● **Short problem**
Copy word for word everything from the start of the data below down through the line with "column 599, row 626". Leave out the pictures.

-- start --

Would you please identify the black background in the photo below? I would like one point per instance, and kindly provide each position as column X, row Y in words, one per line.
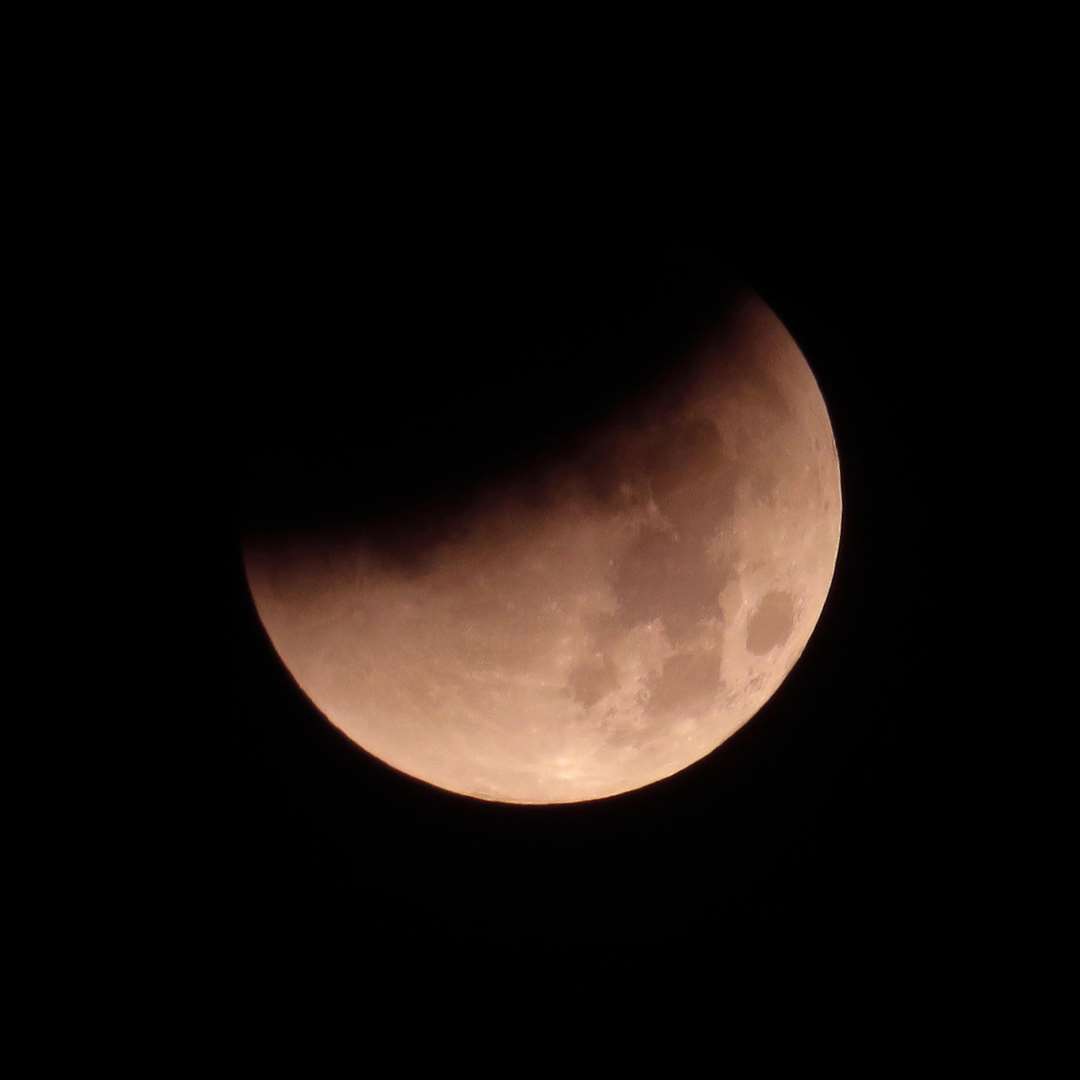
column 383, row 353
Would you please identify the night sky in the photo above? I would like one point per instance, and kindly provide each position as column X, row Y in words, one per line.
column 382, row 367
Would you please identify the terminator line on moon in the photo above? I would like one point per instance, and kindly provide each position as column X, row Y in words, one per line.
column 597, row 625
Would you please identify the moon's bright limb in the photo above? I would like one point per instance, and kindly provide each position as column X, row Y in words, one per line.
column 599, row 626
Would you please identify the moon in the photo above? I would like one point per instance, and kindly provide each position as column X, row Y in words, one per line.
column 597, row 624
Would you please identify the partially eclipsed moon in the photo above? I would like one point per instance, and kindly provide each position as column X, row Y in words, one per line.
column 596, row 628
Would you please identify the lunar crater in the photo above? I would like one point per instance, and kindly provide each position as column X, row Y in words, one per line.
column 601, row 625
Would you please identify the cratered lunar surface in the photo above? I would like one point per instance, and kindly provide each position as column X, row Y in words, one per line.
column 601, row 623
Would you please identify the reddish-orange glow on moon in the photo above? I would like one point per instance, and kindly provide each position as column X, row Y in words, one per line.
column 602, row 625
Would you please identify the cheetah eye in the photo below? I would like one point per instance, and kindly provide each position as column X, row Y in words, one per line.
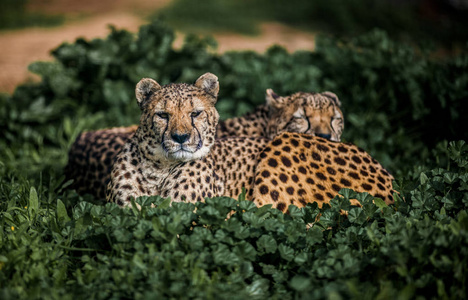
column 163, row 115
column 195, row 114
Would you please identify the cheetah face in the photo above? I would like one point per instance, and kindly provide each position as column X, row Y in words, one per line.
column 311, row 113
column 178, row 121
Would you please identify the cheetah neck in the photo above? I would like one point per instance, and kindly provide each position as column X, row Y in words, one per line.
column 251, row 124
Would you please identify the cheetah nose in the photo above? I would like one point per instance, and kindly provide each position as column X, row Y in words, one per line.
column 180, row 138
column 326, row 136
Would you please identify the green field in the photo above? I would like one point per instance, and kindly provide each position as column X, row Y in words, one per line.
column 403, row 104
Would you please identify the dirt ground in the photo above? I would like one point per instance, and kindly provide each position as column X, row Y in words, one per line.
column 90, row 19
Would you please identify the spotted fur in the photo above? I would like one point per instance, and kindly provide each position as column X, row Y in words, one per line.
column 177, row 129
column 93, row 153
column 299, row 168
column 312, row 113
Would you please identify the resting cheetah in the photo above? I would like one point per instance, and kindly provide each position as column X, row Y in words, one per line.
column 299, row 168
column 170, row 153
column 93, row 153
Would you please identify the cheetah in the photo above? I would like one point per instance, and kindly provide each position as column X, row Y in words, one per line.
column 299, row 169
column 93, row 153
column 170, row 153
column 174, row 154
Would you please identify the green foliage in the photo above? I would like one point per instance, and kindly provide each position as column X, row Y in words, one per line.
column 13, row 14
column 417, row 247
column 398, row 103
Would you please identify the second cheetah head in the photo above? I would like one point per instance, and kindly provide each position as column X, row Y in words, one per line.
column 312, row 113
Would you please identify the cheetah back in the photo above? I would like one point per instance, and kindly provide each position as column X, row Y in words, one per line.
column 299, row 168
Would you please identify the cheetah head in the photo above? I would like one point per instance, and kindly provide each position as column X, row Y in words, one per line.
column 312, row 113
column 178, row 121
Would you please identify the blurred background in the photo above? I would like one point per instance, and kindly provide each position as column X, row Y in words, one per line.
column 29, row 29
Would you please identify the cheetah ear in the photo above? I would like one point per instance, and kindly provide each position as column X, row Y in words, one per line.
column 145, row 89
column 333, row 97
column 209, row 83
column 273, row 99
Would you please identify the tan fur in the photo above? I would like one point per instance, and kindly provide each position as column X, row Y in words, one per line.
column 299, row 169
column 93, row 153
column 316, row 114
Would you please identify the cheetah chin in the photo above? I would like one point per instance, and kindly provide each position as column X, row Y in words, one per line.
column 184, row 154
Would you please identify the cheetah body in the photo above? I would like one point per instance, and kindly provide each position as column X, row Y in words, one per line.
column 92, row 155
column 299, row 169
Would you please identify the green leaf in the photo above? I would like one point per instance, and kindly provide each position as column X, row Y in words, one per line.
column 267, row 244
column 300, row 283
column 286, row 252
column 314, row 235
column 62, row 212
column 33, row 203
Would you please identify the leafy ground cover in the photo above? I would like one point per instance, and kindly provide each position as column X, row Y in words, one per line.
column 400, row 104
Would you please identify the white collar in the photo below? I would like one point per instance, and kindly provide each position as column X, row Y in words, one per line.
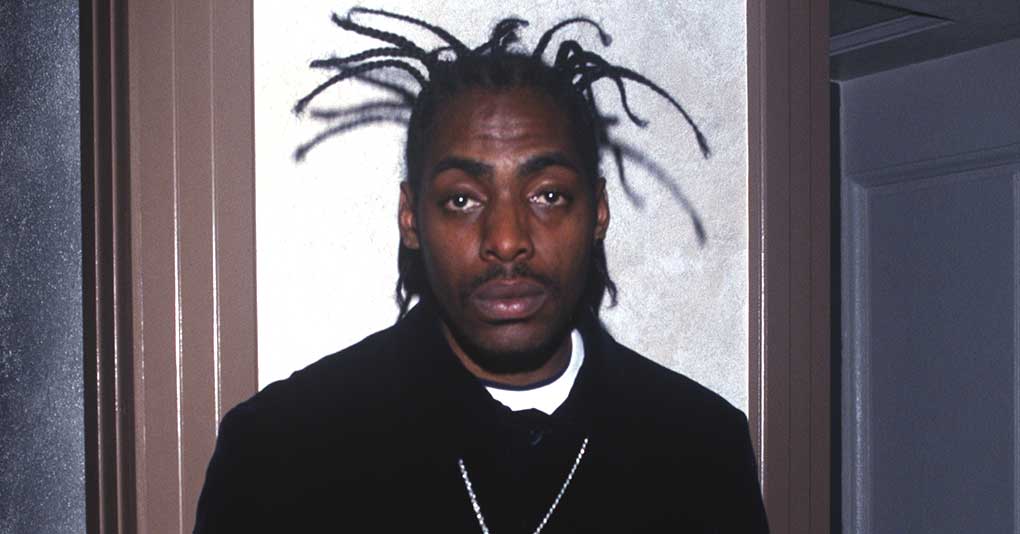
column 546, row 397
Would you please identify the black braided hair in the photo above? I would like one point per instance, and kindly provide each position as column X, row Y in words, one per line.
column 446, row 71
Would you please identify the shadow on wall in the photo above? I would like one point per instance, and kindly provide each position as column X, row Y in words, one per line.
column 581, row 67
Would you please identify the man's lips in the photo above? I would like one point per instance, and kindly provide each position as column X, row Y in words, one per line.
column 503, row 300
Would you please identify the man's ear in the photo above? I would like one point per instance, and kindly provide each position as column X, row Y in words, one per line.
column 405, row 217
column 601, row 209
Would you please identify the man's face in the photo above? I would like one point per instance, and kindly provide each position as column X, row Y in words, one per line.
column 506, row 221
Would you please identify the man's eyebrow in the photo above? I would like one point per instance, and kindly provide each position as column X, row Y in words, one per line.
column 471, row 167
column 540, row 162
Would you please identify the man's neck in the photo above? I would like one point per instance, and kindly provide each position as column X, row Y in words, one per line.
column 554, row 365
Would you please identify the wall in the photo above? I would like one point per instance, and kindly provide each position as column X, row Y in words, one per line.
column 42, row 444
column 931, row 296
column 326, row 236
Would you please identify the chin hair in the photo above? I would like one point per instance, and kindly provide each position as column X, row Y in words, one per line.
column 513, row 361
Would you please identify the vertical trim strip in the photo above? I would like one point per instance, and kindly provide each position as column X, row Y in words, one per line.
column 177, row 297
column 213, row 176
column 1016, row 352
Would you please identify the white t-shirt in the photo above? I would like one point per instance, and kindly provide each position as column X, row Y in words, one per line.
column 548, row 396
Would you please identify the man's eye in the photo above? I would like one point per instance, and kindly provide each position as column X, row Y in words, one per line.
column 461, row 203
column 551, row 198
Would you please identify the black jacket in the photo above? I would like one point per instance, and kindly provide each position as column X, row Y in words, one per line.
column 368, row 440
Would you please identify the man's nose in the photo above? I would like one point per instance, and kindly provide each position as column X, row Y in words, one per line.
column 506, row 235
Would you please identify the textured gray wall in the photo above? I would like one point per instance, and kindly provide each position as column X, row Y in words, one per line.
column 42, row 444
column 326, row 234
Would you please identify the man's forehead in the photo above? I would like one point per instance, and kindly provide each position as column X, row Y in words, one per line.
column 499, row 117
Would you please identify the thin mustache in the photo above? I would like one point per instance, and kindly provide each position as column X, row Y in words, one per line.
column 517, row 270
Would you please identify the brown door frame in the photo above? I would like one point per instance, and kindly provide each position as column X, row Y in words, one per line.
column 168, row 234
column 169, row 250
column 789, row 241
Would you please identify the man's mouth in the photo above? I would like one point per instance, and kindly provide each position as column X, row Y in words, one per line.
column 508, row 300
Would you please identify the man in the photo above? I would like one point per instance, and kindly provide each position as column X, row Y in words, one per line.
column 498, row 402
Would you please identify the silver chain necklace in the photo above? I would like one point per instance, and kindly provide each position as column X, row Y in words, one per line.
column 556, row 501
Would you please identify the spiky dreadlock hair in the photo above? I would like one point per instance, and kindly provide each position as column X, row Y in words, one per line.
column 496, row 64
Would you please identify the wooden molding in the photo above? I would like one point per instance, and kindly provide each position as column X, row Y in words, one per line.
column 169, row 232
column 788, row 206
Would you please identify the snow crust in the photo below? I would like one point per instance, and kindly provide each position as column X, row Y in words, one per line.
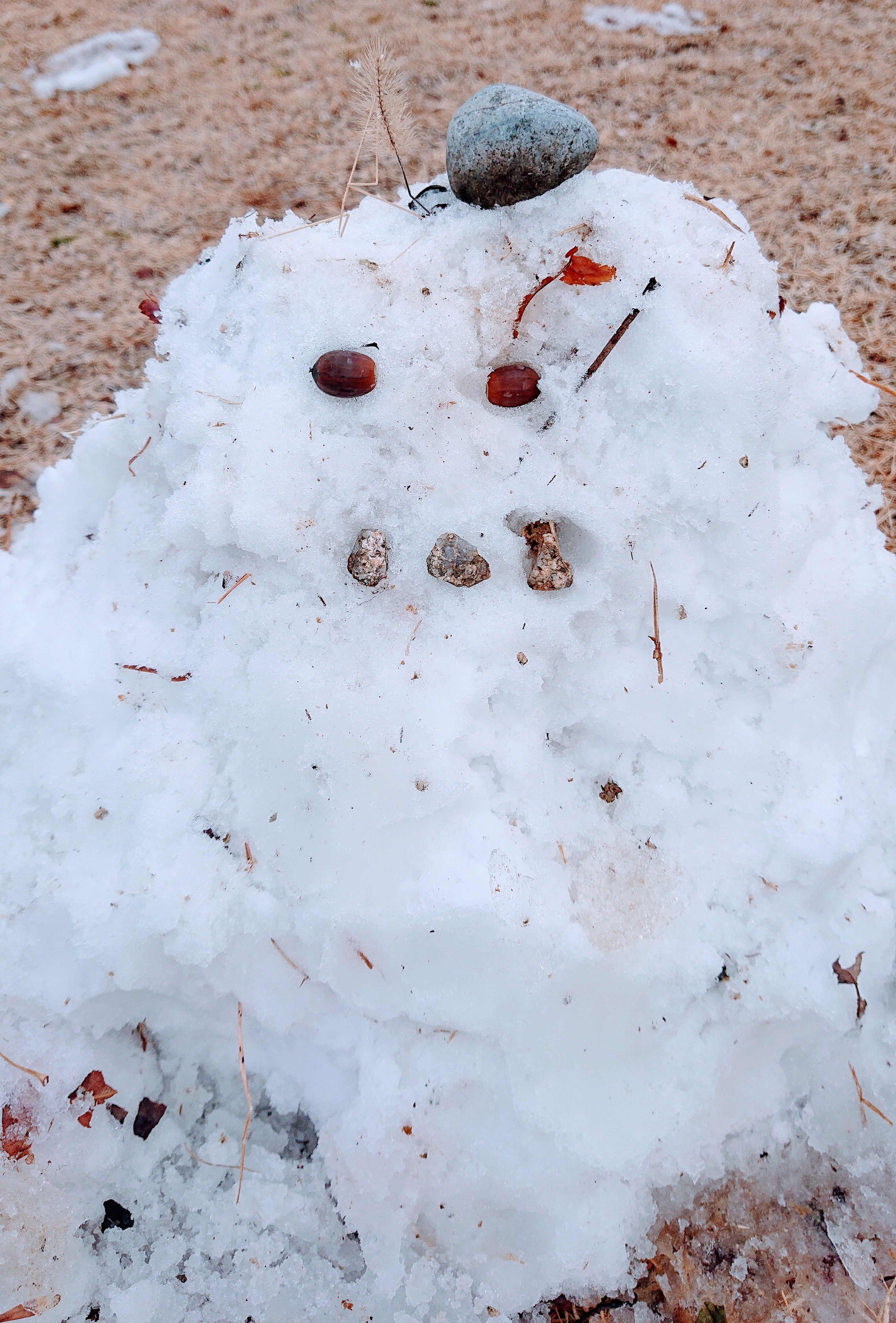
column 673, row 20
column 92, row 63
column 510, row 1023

-- end --

● **In response**
Would you please identify the black background in the photo below? I would like one point per instance, and kindly provide each position as column X, row Y in words, one per line.
column 383, row 353
Would you please identify the night sky in the photo above? I would like one point per instance, and kindly provide each position as column X, row Y in words, one per line.
column 382, row 367
Would you please identify the terminator line on moon in the photo above? I would like one point per instance, and kindly provide each position as column X, row Y in words, one per line.
column 597, row 625
Would you please identify the moon's bright limb in the photo above? I would like one point per instance, and kindly provide each position as column X, row Y in words, one per line.
column 599, row 626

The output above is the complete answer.